** START Material provided **
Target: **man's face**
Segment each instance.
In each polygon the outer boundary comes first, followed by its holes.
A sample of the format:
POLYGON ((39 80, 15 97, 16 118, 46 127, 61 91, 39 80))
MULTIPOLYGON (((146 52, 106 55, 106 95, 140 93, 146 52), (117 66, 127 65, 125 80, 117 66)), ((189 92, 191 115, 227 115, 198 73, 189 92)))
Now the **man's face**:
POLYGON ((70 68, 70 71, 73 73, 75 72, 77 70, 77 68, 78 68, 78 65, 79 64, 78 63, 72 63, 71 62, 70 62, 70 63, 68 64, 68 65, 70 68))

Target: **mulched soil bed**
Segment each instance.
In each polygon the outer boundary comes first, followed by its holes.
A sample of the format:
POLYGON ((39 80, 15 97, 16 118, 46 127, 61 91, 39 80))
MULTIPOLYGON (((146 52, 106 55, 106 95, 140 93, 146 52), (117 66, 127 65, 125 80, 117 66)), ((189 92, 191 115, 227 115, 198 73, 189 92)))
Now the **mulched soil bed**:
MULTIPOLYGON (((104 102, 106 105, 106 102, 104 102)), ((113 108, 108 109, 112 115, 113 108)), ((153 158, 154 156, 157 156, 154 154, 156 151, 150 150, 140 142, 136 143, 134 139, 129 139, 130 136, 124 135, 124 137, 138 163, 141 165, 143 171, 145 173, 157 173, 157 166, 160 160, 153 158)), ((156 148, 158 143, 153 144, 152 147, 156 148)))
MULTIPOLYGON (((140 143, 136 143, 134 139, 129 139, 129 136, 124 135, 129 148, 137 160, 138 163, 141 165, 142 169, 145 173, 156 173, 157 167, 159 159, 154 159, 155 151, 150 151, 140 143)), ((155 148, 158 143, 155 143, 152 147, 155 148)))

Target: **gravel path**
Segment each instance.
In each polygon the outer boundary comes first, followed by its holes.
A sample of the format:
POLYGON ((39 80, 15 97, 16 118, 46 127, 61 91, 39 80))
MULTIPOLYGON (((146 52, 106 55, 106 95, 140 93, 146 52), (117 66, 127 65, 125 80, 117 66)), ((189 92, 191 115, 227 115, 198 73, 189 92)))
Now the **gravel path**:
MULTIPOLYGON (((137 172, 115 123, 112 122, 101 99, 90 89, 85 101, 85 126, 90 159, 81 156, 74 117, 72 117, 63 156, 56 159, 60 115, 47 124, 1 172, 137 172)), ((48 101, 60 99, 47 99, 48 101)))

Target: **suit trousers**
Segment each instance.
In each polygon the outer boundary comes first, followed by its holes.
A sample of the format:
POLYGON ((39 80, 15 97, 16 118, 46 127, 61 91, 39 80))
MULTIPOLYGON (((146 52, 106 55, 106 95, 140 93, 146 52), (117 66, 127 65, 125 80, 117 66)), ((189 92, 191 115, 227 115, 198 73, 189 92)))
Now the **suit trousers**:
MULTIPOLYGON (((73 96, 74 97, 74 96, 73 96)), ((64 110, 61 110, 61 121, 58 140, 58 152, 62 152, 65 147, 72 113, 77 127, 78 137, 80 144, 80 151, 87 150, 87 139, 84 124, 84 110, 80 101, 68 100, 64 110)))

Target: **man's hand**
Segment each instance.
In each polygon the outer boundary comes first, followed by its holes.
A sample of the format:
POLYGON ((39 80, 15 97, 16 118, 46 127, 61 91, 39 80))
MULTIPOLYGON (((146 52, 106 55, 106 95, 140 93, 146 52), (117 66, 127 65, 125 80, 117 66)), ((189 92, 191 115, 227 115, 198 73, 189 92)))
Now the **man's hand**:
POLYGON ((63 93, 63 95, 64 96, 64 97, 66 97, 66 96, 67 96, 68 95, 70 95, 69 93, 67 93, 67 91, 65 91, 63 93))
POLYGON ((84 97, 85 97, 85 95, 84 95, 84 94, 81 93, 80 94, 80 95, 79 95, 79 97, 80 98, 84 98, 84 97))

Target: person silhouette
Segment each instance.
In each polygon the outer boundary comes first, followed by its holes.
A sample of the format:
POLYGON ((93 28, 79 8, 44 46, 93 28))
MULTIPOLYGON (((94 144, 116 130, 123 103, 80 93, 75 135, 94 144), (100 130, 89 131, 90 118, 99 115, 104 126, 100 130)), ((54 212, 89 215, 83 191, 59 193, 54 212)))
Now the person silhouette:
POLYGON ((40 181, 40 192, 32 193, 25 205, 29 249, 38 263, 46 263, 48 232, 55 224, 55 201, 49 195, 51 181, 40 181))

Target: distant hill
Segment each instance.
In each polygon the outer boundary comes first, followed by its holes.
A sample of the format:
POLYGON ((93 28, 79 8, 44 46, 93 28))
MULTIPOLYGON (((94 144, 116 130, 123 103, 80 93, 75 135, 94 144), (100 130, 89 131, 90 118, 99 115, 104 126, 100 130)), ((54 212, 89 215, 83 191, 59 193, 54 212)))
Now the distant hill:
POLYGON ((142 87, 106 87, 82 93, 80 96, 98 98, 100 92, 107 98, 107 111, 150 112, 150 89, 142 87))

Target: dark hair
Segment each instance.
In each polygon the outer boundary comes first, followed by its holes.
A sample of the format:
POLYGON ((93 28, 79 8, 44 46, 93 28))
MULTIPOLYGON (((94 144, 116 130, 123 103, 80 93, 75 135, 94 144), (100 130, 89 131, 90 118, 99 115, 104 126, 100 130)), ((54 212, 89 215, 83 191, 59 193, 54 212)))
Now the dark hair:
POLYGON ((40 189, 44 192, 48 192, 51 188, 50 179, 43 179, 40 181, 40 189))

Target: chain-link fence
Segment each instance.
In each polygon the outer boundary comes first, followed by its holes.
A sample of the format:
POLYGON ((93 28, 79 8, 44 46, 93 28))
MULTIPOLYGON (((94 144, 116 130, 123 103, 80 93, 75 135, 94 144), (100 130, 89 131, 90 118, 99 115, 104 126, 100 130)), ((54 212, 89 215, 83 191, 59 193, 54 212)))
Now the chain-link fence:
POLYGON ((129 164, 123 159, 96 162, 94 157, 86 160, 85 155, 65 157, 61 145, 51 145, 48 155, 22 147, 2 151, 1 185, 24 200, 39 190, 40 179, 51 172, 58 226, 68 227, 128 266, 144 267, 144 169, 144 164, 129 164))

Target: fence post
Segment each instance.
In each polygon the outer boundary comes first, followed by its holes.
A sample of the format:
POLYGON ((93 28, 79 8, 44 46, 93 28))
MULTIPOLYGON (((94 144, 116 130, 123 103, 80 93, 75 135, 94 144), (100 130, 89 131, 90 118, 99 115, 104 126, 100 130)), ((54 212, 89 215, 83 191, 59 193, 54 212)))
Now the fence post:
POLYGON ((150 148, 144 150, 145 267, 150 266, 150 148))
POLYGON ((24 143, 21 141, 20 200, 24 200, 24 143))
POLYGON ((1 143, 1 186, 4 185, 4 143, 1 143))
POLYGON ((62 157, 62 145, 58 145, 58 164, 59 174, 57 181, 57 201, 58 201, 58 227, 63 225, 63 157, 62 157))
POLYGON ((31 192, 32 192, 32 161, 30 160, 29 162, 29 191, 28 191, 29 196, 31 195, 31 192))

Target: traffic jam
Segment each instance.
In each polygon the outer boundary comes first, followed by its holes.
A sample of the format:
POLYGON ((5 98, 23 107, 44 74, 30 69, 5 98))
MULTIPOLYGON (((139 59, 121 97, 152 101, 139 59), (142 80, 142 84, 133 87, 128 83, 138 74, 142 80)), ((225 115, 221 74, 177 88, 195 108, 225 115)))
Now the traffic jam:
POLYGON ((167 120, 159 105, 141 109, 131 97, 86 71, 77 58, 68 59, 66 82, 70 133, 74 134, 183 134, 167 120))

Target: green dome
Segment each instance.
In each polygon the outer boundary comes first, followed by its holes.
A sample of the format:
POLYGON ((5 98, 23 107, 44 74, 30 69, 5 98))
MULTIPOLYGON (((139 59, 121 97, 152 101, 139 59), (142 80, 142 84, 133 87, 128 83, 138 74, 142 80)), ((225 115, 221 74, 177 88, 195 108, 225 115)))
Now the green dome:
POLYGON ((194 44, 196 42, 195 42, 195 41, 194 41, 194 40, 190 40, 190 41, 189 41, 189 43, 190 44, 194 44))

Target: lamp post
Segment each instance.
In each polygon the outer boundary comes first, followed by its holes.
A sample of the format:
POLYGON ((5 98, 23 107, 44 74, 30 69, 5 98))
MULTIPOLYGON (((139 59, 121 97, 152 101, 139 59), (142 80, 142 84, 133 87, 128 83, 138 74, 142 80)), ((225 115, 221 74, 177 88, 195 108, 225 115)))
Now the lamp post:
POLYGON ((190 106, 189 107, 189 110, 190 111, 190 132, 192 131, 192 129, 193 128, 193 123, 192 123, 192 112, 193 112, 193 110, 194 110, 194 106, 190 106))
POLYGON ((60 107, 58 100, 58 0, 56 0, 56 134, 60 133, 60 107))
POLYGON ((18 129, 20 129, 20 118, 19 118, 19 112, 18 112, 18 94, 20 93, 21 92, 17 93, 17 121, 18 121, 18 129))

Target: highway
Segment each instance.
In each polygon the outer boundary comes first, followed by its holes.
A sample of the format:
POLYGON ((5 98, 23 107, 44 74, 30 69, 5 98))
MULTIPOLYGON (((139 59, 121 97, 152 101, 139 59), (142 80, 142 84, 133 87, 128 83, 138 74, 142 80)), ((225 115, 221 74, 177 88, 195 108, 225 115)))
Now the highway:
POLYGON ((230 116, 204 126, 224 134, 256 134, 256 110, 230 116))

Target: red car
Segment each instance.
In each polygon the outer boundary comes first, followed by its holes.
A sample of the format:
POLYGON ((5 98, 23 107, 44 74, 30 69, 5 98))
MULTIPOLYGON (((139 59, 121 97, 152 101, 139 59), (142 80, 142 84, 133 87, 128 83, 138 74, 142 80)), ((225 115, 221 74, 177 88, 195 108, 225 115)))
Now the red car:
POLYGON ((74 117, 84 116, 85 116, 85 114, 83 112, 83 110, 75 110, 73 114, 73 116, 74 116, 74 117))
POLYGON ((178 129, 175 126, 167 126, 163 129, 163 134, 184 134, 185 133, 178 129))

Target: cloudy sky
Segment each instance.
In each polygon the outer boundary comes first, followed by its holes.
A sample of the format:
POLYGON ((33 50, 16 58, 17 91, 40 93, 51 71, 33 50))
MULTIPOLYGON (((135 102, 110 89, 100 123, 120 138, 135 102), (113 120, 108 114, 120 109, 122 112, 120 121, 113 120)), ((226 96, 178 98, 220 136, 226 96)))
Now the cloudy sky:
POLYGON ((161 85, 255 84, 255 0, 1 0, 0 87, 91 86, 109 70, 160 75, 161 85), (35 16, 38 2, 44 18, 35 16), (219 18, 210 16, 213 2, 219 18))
** END Material provided **
- _Goal_
Reproduce the rows above word for word, from the line containing "Target: person silhouette" through the line containing "POLYGON ((142 87, 106", with both of those lines included.

- _Output_
Target: person silhouette
Segment each instance.
In each polygon the outer boundary comes first, followed by its holes.
A sample of the format:
POLYGON ((93 28, 79 8, 44 46, 93 28))
MULTIPOLYGON (((94 144, 116 130, 123 103, 80 93, 75 135, 94 144), (100 130, 89 131, 90 118, 99 115, 104 126, 100 130)), ((54 212, 89 215, 83 191, 59 193, 54 212)))
Now the person silhouette:
POLYGON ((40 181, 40 192, 32 193, 25 205, 29 249, 38 263, 46 263, 48 232, 55 224, 55 201, 49 195, 51 181, 40 181))

Target: distant hill
Segment each instance.
In each polygon the outer boundary comes first, followed by its holes.
A sample of the format:
POLYGON ((93 28, 79 8, 44 46, 93 28))
MULTIPOLYGON (((94 144, 116 130, 123 103, 80 93, 75 135, 94 144), (100 130, 89 131, 90 118, 99 115, 104 126, 100 130)), ((54 212, 89 215, 83 191, 59 193, 54 212)))
Now the distant hill:
POLYGON ((142 87, 106 87, 82 93, 80 96, 98 98, 100 92, 107 98, 107 111, 150 112, 150 89, 142 87))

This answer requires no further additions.